====== DATOS DE LA TAREA
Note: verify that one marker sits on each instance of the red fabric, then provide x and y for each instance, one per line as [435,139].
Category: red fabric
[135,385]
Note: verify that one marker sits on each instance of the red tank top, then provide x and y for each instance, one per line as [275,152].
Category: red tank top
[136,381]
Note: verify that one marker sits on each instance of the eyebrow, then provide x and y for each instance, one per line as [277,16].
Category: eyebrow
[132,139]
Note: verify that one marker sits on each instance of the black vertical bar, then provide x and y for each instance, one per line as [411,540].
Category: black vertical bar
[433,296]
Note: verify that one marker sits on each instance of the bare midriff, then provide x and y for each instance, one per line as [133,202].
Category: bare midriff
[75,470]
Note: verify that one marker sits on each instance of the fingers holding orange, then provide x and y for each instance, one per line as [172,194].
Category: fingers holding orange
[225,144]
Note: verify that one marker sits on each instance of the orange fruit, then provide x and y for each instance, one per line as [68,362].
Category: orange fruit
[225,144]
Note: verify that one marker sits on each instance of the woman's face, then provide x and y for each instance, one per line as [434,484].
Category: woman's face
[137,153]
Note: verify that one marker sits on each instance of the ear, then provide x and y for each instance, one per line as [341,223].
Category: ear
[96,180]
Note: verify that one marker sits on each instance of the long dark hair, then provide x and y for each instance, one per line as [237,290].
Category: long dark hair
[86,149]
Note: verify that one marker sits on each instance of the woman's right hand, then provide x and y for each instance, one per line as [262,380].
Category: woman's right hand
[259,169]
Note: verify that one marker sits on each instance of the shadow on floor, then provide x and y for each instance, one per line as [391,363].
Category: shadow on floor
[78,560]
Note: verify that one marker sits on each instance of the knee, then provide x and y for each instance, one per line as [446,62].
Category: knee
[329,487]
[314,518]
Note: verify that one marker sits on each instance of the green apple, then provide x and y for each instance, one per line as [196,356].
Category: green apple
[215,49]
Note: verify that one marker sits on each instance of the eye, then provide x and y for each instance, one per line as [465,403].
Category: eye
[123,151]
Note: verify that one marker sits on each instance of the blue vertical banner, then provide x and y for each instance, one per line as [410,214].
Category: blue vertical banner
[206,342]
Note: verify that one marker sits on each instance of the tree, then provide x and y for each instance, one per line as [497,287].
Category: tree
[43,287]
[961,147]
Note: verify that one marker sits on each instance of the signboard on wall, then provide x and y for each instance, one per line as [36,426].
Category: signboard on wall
============
**QUÉ HACER:**
Reescala el tramo que empieza en la línea que contiene "line as [497,287]." y termina al final de los datos, con ambos extremos incluidos, y vuelve a escribir todas sus líneas sin omitir ninguna. Multiplica por 2,4 únicamente las coordenadas de las respuestas y redondea cada resultado a un número entero, con las mitades hacia arriba.

**RESULTADO DEL EJERCICIO:**
Note: verify that one marker sits on each instance of the tree, then provide x and y for each instance, one per line as [497,287].
Category: tree
[103,689]
[2306,353]
Note: verify that one marker sits on each instance of the signboard on wall, then provide x and y for each instance, one per line as [36,426].
Category: signboard on wall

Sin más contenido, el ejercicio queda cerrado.